---------- Selected excerpt

Cook's Illustrated
- Cover of the November–December 2024 issue
- Categories: Cooking
- Frequency: Bimonthly
- Circulation: 1,000,000 (2007)
- Founded: 1993; 33 years ago
- Company: Marquee Brands; (via America's Test Kitchen Limited Partnership);
- Based in: Brookline, Massachusetts
- Website: www.cooksillustrated.com
- ISSN: 1068-2821

= Cook's Illustrated =

American cooking magazine

Cook's Illustrated is an American cooking magazine published every two months by America's Test Kitchen Limited Partnership (ATK) in Brookline, Massachusetts. On February 2, 2023, Cook's Illustrated was one of ATK's brands included in the sale of its controlling interest to Marquee Brands.

It accepts no advertising and is characterized by extensive recipe testing and detailed instructions. The magazine also conducts thorough evaluations of kitchen equipment and branded foods and ingredients.

--------------------

# [Given problem 1]
According to the magazine profile, in which town and state is Cook's Illustrated based?
The records that follow have no connection to the magazine profile.

---------- Dataset content

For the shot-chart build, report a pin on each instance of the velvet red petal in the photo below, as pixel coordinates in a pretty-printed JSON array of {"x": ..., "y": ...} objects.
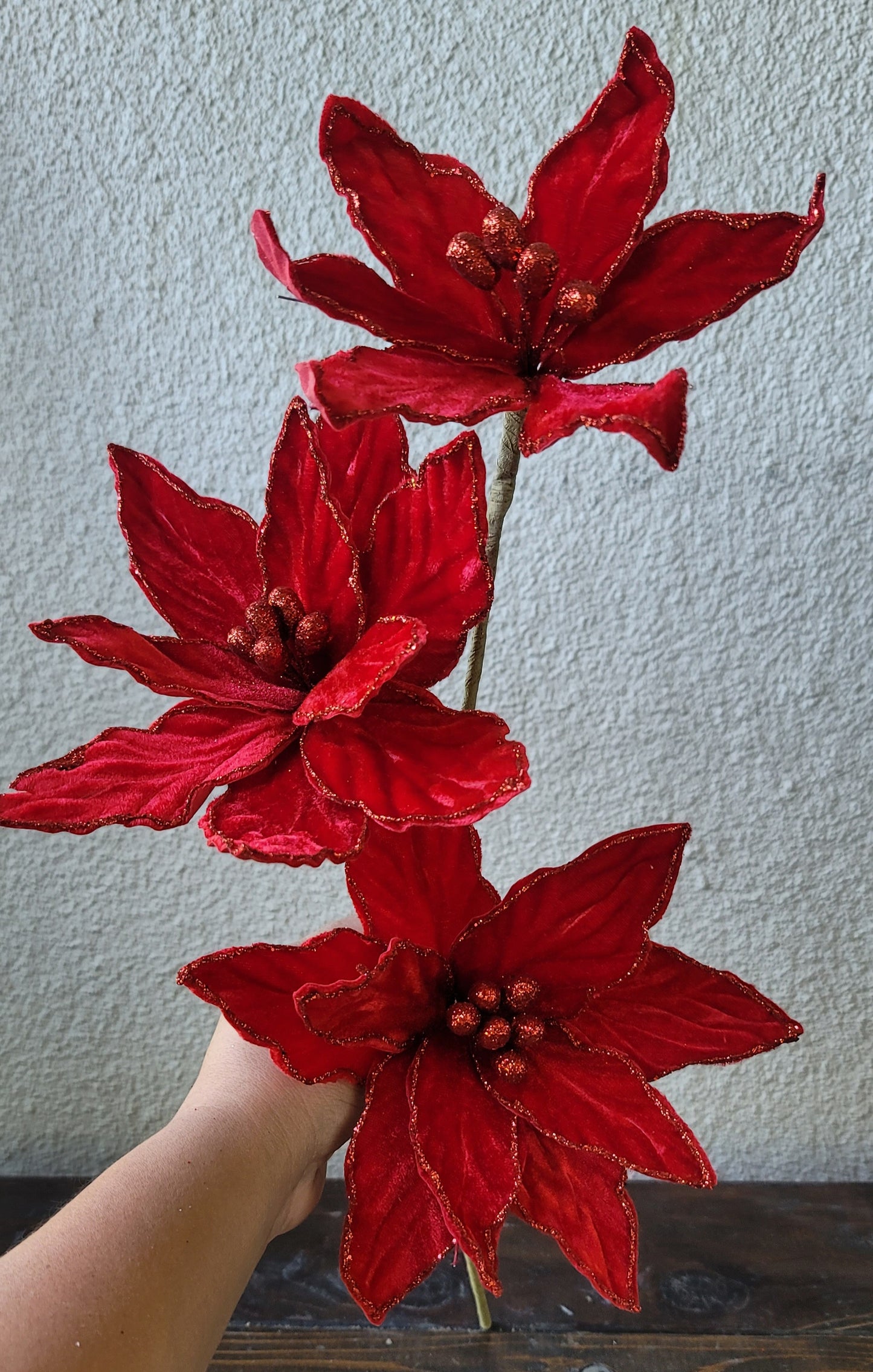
[
  {"x": 395, "y": 1234},
  {"x": 169, "y": 666},
  {"x": 278, "y": 816},
  {"x": 379, "y": 655},
  {"x": 466, "y": 1147},
  {"x": 304, "y": 541},
  {"x": 579, "y": 1198},
  {"x": 592, "y": 191},
  {"x": 411, "y": 761},
  {"x": 408, "y": 208},
  {"x": 579, "y": 925},
  {"x": 425, "y": 883},
  {"x": 254, "y": 990},
  {"x": 673, "y": 1011},
  {"x": 601, "y": 1101},
  {"x": 415, "y": 382},
  {"x": 654, "y": 414},
  {"x": 347, "y": 290},
  {"x": 155, "y": 777},
  {"x": 366, "y": 462},
  {"x": 194, "y": 558},
  {"x": 429, "y": 556},
  {"x": 385, "y": 1008},
  {"x": 685, "y": 274}
]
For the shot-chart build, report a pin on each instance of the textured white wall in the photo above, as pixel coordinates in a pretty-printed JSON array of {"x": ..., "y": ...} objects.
[{"x": 669, "y": 646}]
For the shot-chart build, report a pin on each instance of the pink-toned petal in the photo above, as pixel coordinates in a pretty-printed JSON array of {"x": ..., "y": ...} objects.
[
  {"x": 427, "y": 556},
  {"x": 581, "y": 925},
  {"x": 169, "y": 666},
  {"x": 366, "y": 462},
  {"x": 347, "y": 290},
  {"x": 654, "y": 414},
  {"x": 592, "y": 191},
  {"x": 466, "y": 1146},
  {"x": 581, "y": 1199},
  {"x": 411, "y": 761},
  {"x": 395, "y": 1234},
  {"x": 254, "y": 990},
  {"x": 194, "y": 558},
  {"x": 304, "y": 541},
  {"x": 427, "y": 880},
  {"x": 672, "y": 1011},
  {"x": 685, "y": 274},
  {"x": 385, "y": 1008},
  {"x": 155, "y": 777},
  {"x": 601, "y": 1101},
  {"x": 417, "y": 383},
  {"x": 408, "y": 206},
  {"x": 278, "y": 816},
  {"x": 379, "y": 655}
]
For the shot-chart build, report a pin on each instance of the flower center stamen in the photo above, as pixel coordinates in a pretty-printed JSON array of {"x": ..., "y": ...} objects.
[{"x": 497, "y": 1017}]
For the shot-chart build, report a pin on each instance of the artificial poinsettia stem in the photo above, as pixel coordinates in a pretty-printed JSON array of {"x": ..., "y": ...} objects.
[
  {"x": 500, "y": 500},
  {"x": 480, "y": 1297}
]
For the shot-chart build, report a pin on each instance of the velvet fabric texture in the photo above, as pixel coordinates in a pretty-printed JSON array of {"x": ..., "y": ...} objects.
[
  {"x": 304, "y": 648},
  {"x": 488, "y": 313},
  {"x": 508, "y": 1049}
]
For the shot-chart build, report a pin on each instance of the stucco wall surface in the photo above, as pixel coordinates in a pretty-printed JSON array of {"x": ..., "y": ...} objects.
[{"x": 669, "y": 646}]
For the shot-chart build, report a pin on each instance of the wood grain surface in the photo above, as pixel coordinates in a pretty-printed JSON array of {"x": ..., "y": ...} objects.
[{"x": 749, "y": 1277}]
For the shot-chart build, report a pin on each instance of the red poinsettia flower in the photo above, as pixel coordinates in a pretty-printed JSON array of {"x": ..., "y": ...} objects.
[
  {"x": 507, "y": 1047},
  {"x": 491, "y": 313},
  {"x": 305, "y": 648}
]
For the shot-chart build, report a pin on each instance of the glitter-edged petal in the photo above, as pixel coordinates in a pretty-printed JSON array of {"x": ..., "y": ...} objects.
[
  {"x": 654, "y": 414},
  {"x": 155, "y": 777},
  {"x": 412, "y": 761},
  {"x": 278, "y": 816},
  {"x": 254, "y": 990},
  {"x": 673, "y": 1011},
  {"x": 194, "y": 558},
  {"x": 395, "y": 1232},
  {"x": 427, "y": 556}
]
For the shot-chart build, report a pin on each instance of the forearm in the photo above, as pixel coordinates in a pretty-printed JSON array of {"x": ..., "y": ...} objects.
[{"x": 143, "y": 1269}]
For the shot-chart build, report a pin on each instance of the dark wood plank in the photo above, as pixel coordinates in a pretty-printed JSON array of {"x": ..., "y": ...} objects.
[
  {"x": 739, "y": 1260},
  {"x": 422, "y": 1352}
]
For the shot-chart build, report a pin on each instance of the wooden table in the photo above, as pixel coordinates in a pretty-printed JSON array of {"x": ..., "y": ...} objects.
[{"x": 759, "y": 1278}]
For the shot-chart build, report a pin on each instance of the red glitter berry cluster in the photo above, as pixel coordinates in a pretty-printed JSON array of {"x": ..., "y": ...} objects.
[{"x": 497, "y": 1017}]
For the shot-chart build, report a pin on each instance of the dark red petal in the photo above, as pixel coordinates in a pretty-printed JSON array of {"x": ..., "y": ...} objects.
[
  {"x": 427, "y": 880},
  {"x": 155, "y": 777},
  {"x": 385, "y": 1008},
  {"x": 415, "y": 382},
  {"x": 194, "y": 558},
  {"x": 366, "y": 462},
  {"x": 429, "y": 556},
  {"x": 379, "y": 655},
  {"x": 685, "y": 274},
  {"x": 579, "y": 925},
  {"x": 592, "y": 191},
  {"x": 412, "y": 761},
  {"x": 395, "y": 1234},
  {"x": 169, "y": 666},
  {"x": 673, "y": 1011},
  {"x": 254, "y": 990},
  {"x": 278, "y": 816},
  {"x": 304, "y": 541},
  {"x": 408, "y": 206},
  {"x": 654, "y": 414},
  {"x": 579, "y": 1198},
  {"x": 598, "y": 1100},
  {"x": 347, "y": 290},
  {"x": 466, "y": 1146}
]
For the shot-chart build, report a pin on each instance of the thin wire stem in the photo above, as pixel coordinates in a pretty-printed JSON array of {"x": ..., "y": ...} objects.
[
  {"x": 500, "y": 500},
  {"x": 480, "y": 1297}
]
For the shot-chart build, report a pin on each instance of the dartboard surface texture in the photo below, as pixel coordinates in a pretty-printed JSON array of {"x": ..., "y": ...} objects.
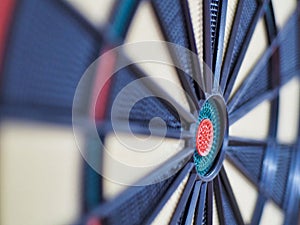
[{"x": 149, "y": 112}]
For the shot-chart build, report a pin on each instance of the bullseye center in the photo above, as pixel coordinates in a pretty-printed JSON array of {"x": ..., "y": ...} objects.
[{"x": 204, "y": 137}]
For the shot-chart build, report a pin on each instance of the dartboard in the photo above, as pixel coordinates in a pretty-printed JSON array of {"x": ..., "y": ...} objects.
[{"x": 149, "y": 112}]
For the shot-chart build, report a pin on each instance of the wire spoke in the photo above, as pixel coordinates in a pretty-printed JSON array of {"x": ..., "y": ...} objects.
[
  {"x": 208, "y": 49},
  {"x": 197, "y": 76},
  {"x": 177, "y": 181},
  {"x": 247, "y": 16},
  {"x": 181, "y": 206},
  {"x": 208, "y": 214},
  {"x": 192, "y": 204},
  {"x": 201, "y": 204},
  {"x": 247, "y": 98}
]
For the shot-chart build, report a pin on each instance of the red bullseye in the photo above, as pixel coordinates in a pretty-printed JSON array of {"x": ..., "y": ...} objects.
[{"x": 204, "y": 137}]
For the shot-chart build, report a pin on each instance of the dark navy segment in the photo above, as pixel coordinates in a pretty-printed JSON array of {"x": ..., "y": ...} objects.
[
  {"x": 257, "y": 87},
  {"x": 50, "y": 48},
  {"x": 170, "y": 14},
  {"x": 134, "y": 206},
  {"x": 245, "y": 20},
  {"x": 214, "y": 15},
  {"x": 289, "y": 51},
  {"x": 145, "y": 108}
]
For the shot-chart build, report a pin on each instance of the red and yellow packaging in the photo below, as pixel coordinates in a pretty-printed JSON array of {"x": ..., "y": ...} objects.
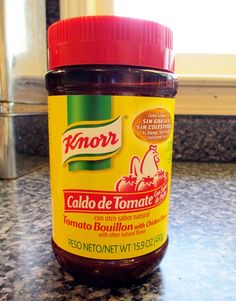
[{"x": 110, "y": 160}]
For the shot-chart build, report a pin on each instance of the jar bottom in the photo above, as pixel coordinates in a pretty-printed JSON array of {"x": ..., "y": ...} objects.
[{"x": 109, "y": 272}]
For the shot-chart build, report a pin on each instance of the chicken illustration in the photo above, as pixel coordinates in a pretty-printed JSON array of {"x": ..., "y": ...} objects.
[
  {"x": 143, "y": 173},
  {"x": 148, "y": 166}
]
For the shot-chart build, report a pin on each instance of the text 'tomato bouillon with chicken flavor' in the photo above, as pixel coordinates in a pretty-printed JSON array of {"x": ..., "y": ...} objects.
[{"x": 111, "y": 115}]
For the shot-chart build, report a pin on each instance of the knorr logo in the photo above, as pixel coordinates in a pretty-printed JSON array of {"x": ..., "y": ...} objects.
[{"x": 91, "y": 140}]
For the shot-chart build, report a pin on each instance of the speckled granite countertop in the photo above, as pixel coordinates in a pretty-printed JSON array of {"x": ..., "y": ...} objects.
[{"x": 201, "y": 259}]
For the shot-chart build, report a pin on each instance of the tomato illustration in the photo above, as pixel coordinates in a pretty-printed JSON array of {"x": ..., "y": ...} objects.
[
  {"x": 146, "y": 183},
  {"x": 126, "y": 184},
  {"x": 160, "y": 178}
]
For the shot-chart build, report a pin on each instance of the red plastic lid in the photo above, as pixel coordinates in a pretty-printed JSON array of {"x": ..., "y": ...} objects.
[{"x": 110, "y": 40}]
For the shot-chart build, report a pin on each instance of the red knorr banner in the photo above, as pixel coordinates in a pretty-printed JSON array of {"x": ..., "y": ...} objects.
[{"x": 92, "y": 201}]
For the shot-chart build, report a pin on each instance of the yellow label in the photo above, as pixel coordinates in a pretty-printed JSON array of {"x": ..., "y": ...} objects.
[{"x": 110, "y": 159}]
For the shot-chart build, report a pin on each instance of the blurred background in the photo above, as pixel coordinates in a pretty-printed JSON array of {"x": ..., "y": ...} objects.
[{"x": 205, "y": 47}]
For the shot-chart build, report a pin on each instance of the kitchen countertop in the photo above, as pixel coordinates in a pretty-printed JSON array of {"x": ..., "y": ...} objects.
[{"x": 200, "y": 263}]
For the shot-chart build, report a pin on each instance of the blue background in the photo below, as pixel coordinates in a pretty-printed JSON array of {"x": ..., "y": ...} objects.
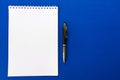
[{"x": 93, "y": 39}]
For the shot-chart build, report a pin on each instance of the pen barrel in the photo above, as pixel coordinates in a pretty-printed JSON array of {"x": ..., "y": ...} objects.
[{"x": 64, "y": 53}]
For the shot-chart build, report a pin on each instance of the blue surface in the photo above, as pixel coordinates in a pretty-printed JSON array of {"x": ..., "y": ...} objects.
[{"x": 93, "y": 39}]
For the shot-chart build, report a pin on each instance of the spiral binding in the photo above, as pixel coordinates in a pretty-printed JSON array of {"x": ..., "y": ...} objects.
[{"x": 33, "y": 7}]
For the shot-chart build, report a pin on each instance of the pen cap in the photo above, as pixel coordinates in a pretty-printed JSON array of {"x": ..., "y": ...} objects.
[{"x": 64, "y": 33}]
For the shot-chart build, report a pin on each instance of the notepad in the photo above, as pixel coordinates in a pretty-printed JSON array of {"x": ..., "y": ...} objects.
[{"x": 33, "y": 41}]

--------------------

# [Given problem 2]
Rewrite the part of the records that opens with the line containing "the pen cap" and runs through the end of the records, requests included. Add -62 to every pixel coordinate in the answers.

# [Exercise solution 1]
Brookline, Massachusetts

# [Exercise solution 2]
For the shot-chart build, report a pin on each instance of the pen cap in the photo above, as pixel coordinates in a pretty-printed JSON array of {"x": ..., "y": ...} objects.
[{"x": 2, "y": -29}]
For the shot-chart build, report a pin on each instance of the notepad in the photo above, as pixel coordinates in a pretty-printed JSON array of {"x": ..., "y": ...} objects.
[{"x": -29, "y": -21}]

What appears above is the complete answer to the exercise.